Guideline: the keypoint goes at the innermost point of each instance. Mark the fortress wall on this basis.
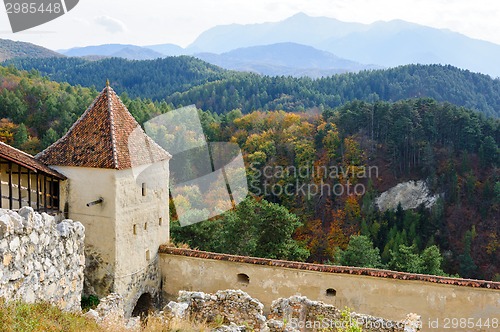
(41, 260)
(387, 294)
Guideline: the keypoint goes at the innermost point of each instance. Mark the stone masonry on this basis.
(235, 310)
(41, 260)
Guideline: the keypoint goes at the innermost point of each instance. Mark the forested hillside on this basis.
(290, 156)
(185, 80)
(455, 150)
(35, 111)
(10, 49)
(154, 79)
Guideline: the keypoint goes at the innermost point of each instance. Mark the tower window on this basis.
(331, 292)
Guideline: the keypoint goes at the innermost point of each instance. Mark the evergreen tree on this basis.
(21, 136)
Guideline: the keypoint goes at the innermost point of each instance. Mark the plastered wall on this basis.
(388, 297)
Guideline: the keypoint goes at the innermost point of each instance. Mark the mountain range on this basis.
(350, 47)
(11, 49)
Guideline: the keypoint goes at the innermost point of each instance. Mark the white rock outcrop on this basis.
(41, 260)
(409, 194)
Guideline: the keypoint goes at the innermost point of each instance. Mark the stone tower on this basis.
(117, 187)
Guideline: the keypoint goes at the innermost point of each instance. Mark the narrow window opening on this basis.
(243, 278)
(331, 292)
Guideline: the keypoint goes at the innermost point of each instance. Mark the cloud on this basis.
(111, 24)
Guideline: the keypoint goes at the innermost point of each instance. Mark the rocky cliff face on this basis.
(41, 260)
(410, 194)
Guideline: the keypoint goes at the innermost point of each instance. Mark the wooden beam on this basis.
(51, 192)
(37, 192)
(19, 186)
(10, 186)
(29, 188)
(45, 192)
(1, 199)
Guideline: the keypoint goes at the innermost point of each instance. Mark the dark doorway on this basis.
(143, 306)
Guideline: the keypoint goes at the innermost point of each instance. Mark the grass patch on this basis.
(19, 316)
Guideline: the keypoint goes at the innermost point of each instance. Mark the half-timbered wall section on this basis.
(24, 181)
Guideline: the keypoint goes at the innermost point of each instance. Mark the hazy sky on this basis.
(147, 22)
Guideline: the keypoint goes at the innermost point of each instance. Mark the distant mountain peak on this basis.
(10, 49)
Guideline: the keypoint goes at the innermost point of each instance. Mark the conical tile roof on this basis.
(105, 136)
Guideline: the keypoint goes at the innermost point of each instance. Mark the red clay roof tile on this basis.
(100, 139)
(26, 160)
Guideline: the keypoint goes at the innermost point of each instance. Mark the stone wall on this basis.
(362, 290)
(235, 310)
(41, 260)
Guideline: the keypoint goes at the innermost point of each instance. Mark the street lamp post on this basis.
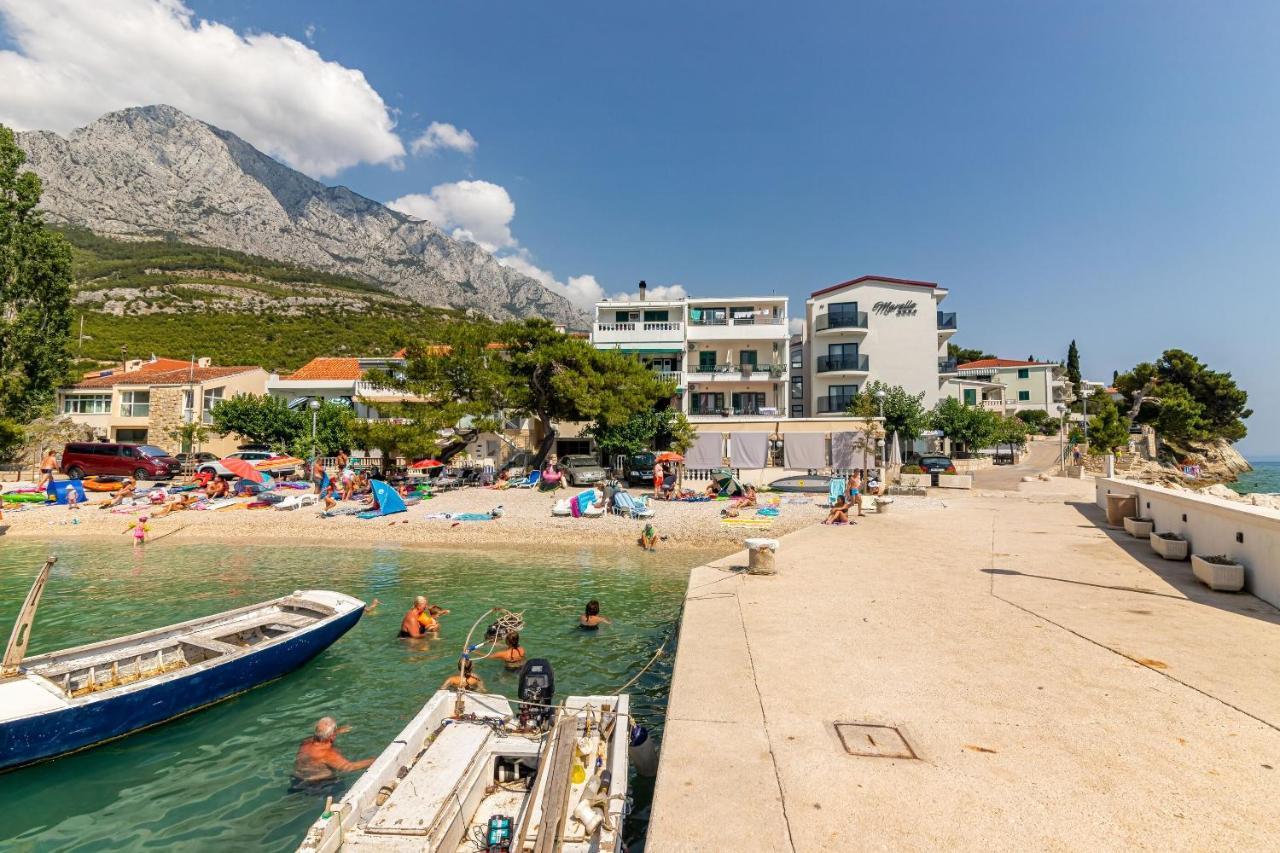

### Required work
Make an exact copy of the lines of the records from the line containing "stone wall on this basis." through the final line, both ends included, but not of the pictures.

### Answer below
Guideline: the keypoint goes at the innermost point of each instance. Mark the stone wall on this basis.
(362, 290)
(235, 310)
(41, 260)
Guideline: the keypoint goes at the innermost point of each instance. Mark the street lamp post on this basis.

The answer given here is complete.